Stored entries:
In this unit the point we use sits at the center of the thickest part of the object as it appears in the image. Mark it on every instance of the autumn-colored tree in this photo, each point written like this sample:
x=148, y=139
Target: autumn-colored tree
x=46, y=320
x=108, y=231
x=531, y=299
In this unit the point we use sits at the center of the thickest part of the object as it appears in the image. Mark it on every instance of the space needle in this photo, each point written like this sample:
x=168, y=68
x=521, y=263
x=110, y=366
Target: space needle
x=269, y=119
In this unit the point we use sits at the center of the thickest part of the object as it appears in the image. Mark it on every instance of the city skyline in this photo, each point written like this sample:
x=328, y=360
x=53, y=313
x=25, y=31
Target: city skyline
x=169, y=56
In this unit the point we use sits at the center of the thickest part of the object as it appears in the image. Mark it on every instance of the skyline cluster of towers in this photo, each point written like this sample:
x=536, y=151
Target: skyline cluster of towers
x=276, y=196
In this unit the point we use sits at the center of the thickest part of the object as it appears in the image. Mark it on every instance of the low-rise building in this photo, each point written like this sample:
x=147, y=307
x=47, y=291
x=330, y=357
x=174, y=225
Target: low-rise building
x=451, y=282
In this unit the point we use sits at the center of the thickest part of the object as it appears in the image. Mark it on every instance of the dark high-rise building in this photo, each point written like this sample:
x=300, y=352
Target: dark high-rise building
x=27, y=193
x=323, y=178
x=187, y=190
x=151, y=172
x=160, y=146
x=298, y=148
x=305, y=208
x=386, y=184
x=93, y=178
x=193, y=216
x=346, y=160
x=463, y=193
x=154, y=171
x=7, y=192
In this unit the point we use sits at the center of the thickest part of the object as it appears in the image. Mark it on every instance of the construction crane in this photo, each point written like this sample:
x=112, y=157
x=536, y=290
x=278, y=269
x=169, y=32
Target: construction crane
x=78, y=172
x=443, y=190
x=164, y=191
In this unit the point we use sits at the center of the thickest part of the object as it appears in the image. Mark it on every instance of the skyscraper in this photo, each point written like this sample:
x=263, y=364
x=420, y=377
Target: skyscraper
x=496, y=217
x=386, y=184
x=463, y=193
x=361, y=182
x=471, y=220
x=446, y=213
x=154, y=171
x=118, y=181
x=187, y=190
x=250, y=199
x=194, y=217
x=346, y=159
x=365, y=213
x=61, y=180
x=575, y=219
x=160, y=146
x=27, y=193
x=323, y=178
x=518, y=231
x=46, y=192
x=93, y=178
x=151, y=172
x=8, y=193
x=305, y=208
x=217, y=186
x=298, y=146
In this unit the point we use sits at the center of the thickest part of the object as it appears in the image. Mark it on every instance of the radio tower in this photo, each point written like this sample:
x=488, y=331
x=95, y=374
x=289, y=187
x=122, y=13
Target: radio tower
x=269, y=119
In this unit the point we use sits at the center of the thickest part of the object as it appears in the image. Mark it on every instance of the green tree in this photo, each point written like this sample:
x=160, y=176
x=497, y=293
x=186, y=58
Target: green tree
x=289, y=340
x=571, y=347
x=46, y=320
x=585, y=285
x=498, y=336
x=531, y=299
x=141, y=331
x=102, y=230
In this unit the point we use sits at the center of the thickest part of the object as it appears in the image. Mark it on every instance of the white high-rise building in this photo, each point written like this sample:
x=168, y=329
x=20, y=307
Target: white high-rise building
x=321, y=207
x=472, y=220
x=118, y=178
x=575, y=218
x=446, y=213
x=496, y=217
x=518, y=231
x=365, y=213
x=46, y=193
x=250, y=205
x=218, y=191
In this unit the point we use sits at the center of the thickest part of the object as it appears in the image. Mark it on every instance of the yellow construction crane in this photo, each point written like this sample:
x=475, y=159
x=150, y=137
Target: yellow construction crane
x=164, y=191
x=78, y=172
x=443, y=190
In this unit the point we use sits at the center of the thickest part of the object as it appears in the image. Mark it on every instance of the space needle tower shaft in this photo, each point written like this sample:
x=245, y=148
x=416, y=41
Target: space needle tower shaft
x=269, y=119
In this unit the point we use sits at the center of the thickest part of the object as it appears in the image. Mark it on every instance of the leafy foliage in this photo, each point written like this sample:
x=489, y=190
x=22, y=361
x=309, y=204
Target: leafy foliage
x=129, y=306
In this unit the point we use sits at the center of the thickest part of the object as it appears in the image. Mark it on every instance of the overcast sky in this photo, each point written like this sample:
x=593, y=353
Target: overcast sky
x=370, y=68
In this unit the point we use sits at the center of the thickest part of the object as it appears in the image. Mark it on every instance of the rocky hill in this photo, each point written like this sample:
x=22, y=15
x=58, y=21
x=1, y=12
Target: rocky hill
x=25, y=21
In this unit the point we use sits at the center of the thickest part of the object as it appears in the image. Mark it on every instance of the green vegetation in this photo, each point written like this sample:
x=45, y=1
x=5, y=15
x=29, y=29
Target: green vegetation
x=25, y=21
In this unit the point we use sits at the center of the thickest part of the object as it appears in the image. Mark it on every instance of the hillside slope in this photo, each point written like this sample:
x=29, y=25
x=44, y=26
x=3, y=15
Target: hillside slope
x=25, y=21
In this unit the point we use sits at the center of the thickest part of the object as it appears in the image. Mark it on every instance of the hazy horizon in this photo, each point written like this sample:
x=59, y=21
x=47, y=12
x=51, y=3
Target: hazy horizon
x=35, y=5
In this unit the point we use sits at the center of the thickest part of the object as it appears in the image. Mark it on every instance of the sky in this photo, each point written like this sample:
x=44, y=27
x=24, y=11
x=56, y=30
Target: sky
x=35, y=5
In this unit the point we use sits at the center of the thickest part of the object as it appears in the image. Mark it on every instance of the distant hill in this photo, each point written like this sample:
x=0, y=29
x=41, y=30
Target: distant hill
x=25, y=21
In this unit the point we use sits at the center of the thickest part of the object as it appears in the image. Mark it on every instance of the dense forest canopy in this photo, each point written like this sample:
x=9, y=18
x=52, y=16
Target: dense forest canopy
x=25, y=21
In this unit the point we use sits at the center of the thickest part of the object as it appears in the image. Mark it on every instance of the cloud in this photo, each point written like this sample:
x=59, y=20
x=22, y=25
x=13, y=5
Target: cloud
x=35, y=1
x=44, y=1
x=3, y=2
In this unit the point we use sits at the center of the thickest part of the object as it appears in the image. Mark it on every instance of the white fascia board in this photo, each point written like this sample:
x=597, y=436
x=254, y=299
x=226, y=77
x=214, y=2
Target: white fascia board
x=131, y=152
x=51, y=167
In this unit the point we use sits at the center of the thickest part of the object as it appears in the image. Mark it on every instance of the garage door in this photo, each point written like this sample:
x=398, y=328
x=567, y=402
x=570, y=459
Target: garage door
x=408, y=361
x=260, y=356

◆ **Challenge**: Update the material from the line that has "of the garage" through the end of the material. Replace "garage door" with "overhead door" and leave everything else unchanged.

◆ **Response**:
In this unit the point we use sits at the center of the thickest part of the object as it appears in the image. Mark it on every instance of the overhead door in this photo, each point written like this sample:
x=398, y=328
x=567, y=402
x=570, y=459
Target: overhead door
x=408, y=361
x=260, y=356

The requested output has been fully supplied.